» Work to complete
Copy each line below in which the string "white" appears.

____

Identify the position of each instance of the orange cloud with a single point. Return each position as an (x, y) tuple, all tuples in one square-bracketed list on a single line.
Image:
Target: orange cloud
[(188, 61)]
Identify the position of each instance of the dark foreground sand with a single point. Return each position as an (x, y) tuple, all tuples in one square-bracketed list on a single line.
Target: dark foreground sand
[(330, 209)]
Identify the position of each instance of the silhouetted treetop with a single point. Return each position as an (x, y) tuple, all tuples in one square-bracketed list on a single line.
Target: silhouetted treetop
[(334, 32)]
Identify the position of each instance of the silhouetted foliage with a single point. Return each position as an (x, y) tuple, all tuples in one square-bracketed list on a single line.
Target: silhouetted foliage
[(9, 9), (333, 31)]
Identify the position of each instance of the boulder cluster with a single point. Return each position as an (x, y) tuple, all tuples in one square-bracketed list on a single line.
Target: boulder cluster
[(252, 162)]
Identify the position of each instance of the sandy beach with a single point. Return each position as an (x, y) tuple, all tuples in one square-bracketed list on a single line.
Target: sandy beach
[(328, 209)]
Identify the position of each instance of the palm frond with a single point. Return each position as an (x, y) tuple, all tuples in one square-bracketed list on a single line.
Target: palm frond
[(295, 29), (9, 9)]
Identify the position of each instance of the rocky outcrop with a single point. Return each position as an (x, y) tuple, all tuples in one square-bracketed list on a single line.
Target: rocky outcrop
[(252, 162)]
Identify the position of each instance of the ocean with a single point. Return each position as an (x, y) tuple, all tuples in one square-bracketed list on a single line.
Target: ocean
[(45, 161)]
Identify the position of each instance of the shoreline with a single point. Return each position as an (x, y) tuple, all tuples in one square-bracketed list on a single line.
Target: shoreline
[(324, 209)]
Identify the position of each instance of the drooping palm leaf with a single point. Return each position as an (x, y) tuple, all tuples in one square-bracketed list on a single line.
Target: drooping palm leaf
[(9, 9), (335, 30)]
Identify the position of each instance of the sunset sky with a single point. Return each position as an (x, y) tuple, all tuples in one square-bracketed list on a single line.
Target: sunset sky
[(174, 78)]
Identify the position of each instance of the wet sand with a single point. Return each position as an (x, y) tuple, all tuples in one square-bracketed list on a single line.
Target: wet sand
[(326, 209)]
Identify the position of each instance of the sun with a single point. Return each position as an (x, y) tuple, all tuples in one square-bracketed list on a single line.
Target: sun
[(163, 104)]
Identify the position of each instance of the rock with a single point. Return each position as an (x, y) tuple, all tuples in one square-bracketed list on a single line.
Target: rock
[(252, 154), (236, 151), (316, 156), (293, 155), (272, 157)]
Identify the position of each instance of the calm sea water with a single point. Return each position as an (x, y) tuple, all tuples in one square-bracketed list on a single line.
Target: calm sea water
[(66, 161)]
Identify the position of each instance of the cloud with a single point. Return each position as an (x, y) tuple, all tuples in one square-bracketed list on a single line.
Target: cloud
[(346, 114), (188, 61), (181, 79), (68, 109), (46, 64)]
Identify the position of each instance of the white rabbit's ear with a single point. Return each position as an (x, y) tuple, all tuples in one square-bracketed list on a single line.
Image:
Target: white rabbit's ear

____

» Response area
Identify the position of each instance of the white rabbit's ear with a single point. Return each position as an (x, y) tuple, all tuples in one square-bracketed list on a single line.
Target: white rabbit's ear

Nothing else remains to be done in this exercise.